WORK TO DO → Return the entries below in their exact form, leaving the pictures out.

╭─ SUPPLIED ENTRIES

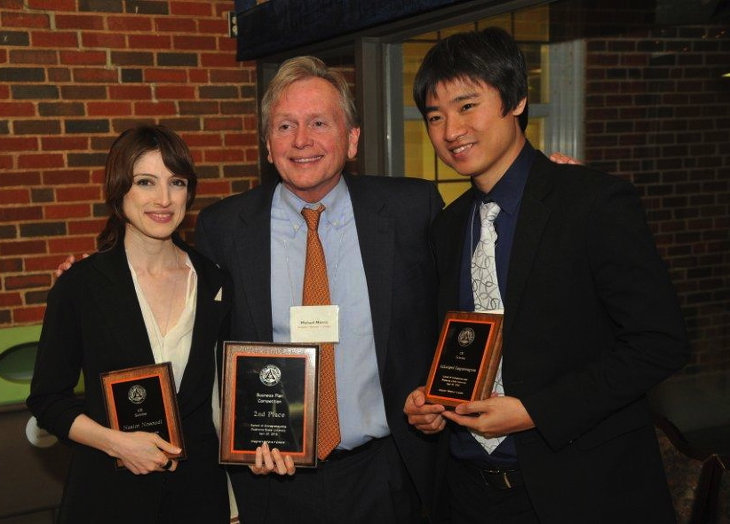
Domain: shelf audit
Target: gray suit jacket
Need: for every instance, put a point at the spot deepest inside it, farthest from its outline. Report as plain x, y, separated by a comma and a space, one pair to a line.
392, 217
94, 323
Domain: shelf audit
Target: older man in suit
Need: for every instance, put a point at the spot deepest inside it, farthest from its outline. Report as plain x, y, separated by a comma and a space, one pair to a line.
380, 272
591, 321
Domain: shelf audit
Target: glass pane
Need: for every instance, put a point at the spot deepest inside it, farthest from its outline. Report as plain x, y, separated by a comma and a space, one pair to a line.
413, 54
444, 172
471, 26
419, 155
535, 134
532, 25
503, 21
533, 59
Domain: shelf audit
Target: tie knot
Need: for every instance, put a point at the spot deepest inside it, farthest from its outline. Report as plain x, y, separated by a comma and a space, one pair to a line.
489, 211
311, 216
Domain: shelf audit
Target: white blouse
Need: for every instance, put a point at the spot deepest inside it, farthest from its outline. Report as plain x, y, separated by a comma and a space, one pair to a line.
174, 347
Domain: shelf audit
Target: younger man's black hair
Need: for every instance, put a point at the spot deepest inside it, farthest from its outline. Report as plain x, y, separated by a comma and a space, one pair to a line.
490, 56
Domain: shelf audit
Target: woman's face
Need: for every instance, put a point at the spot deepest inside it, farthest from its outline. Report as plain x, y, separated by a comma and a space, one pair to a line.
155, 204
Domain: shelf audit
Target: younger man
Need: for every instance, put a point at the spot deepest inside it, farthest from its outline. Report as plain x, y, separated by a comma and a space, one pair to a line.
591, 319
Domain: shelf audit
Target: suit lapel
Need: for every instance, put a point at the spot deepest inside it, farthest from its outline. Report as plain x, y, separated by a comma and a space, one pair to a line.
533, 217
253, 261
449, 241
208, 317
376, 236
118, 303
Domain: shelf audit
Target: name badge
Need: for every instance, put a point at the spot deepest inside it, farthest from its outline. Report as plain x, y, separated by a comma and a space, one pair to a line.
314, 323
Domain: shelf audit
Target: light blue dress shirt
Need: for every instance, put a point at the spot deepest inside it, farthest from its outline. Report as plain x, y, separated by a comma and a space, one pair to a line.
359, 397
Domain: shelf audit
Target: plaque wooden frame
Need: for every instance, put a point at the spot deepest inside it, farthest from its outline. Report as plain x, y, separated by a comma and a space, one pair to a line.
465, 384
233, 453
171, 416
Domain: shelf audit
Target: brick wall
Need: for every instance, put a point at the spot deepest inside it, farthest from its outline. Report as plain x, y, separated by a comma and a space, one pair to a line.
73, 75
658, 114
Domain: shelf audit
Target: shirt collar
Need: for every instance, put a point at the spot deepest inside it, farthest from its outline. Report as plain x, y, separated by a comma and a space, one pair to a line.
507, 192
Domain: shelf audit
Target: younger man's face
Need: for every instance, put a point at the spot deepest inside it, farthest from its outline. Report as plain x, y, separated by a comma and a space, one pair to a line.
469, 133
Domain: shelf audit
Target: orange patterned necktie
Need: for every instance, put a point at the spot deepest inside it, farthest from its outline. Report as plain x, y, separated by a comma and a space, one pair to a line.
316, 292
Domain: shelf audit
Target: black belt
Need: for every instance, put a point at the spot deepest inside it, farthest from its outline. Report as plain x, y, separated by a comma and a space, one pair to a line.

╰─

PROBLEM SOLUTION →
Domain: shelf audit
Target: gray suit jacket
Need: for every instance, put a point at the spot deepest inside it, farthest from its outline. Report as plain x, y, separated by a comma and a space, one pair to a line.
392, 217
94, 323
Domain: shelf audit
Target: older man in suit
Need: for every instance, put a point at the spot deepest inside it, farthest from its outline. Report as plain x, y, separated by a comma and a space, one pair to a line.
380, 272
591, 321
Domain: shelf audit
Target: glass pane
Need: for every instance, put a point at the spot deepest inside it, farthest from its outline. Report as plain x, y, separated by a comma and a space, one pair to a line.
413, 54
444, 172
471, 26
419, 155
535, 134
532, 25
503, 21
533, 59
Domain: shelf audit
Target: tie knot
Need: for every instance, put a point at the spot deepest inside it, farthest from its outline. Report as plain x, y, separated by a comma and a space, one pair to a line.
489, 211
311, 216
Domain: shelf audit
Target: white blouse
Need: for every instance, put a point at the spot deepest inside it, farthest from its outline. Report as plain x, y, separated by a comma and a space, one pair to a line.
174, 347
Domain: shelf audit
Target: younger man's black hair
Need: for every instance, put a point at the spot deepest inside it, farthest from its outline. Report as plain x, y, separated by a comma and a space, one pair to a line.
490, 56
Domain: shelf audit
Target: woman's face
Need: for every instance, put a point at the spot deepest inside it, farthest from its outline. Report as plain x, y, separated by a comma and a space, one pair to a line.
155, 204
Domain: shelf audit
Target: younger man
Need: for every instance, put a point at the spot deepest inside it, farthest from its outline. Report as plain x, y, separated by a comma and a space, one pair to a line.
591, 319
Domain: shelf audit
Target: suit lapel
Need: for every instance, put a point at the spot deepest inside it, farthest from its outline. Report as plain x, y, separated by a comma and a space, one pair to a line.
533, 217
253, 261
449, 241
208, 317
376, 236
118, 303
Domain: shelf audit
Target: name badge
Need: for every instance, put a point at the spot deepest inside it, farthest from its outline. Report as plain x, y, separated by a comma and a space, one pair to a line.
314, 323
Domain: shelf audit
Target: light blue dress shirt
Need: for every instance, put a point at the spot deepest inside it, farthest from its outline. Report as plain x, y, separated by a comma and a space, one pair to a line.
359, 397
Domain: shelf audit
Target: plaque wooden frame
Need: for every instance, put a point at the spot deepest inside it, farthest from its outline. Report as plain x, y, separated by a comma and a space, one pair to a line.
465, 384
233, 453
171, 416
Domain: shelf audit
Target: brick wall
Need: for every instance, put a point at the spot deepest inside it, farthest from its outline. Report as plain x, y, separated by a comma and a space, one pair to a line.
73, 75
658, 114
Domain: shelf audit
Target: shirt collar
Need: for every instance, put a point at the spot deepest inside it, farthest from its outline. Report as plain x, y, separated by a comma and a space, one pair to a line.
507, 192
Domain: shelf audit
Target: younger man's face
Need: for every instance, put a point at the spot deepest inside it, farthest from its outline. Report as plain x, y, separated by a comma and a space, one pair to a line.
469, 133
Domain: shelf audit
Target: orange patterned necktie
Need: for every instance, put a point at the spot deepest inside it, farthest from its outline. Report as plain x, y, separated by a comma and a space, one pair to a line.
316, 292
Domain: shelf audit
Target: black belt
Need: for every instance, put a point at the spot deepest inside it, farthest from its outline. Report as plain x, y, separated by a comma and a space, one pair to a line.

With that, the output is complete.